### Passage to read
┌──

It is intended for supporting the latest, popular state-of-the-art models.

Usage

Full Usage

For all available options, please use the -h/--help flag.

# From wheel:
python -m onnxruntime_genai.models.builder --help

# From source:
python builder.py --help

Original PyTorch Model from Hugging Face

This scenario is where your PyTorch model is not downloaded locally (either in the default Hugging Face cache directory or in a local folder on disk).

# From wheel:
python -m onnxruntime_genai.models.builder -m model_name -o path_to_output_folder -p precision -e execution_provider -c cache_dir_to_save_hf_files

# From source:
python builder.py -m model_name -o path_to_output_folder -p precision -e execution_provider -c cache_dir_to_save_hf_files

Original PyTorch Model from Disk

This scenario is where your PyTorch model is already downloaded locally (either in the default Hugging Face cache directory or in a local folder on disk).

# From wheel:
python -m onnxruntime_genai.models.builder -m model_name -o path_to_output_folder -p precision -e execution_provider -c cache_dir_where_hf_files_are_saved

# From source:
python builder.py -m model_name -o path_to_output_folder -p precision -e execution_provider -c cache_dir_where_hf_files_are_saved

Customized or Finetuned PyTorch Model

This scenario is where your PyTorch model has been customized or finetuned for one of the currently supported model architectures and your model can be loaded in Hugging Face.

└──

### Exercise directions
Which single-dash options appear in the command lines of the builder usage text? List each one once.

### Records provided
┌──

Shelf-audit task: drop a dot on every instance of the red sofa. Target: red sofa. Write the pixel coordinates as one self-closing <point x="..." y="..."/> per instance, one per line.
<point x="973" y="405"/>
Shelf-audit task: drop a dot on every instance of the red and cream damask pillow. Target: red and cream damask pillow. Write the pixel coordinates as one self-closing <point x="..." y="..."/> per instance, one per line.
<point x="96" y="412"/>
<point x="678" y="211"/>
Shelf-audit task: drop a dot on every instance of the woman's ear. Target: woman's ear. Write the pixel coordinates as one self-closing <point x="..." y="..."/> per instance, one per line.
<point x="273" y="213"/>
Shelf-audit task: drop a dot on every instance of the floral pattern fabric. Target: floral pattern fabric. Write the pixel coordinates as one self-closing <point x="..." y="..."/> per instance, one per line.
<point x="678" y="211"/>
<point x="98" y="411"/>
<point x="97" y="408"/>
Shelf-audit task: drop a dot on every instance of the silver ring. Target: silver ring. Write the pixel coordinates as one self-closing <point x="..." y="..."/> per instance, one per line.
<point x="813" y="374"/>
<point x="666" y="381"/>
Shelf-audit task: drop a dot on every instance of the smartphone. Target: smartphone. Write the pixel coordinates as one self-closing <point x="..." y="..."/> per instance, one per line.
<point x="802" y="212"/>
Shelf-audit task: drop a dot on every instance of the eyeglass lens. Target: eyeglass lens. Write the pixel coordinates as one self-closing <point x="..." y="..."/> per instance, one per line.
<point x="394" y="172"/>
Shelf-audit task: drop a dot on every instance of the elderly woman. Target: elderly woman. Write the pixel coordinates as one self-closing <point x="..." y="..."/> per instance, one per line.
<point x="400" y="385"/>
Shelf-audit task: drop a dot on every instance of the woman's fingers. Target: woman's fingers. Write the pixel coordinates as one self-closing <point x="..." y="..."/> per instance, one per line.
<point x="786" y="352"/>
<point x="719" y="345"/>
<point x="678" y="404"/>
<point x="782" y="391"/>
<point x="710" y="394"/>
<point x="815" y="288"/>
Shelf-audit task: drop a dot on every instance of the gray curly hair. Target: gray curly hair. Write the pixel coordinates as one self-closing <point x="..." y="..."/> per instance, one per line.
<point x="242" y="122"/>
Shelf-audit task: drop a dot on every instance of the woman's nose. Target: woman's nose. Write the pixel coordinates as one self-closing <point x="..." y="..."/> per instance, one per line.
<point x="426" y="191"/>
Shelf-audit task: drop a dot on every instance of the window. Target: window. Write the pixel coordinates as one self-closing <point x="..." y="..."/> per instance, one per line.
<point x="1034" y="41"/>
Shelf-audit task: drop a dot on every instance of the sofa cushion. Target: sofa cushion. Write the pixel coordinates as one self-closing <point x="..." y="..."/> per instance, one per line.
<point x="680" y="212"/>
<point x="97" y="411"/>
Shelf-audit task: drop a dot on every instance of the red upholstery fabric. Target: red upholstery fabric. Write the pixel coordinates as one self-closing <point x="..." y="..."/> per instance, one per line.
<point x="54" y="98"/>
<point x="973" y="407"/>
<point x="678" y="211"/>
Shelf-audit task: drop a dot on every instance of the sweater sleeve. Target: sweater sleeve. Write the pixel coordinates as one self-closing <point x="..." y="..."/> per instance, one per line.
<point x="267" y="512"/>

└──

### Output
-m, -o, -p, -e, -c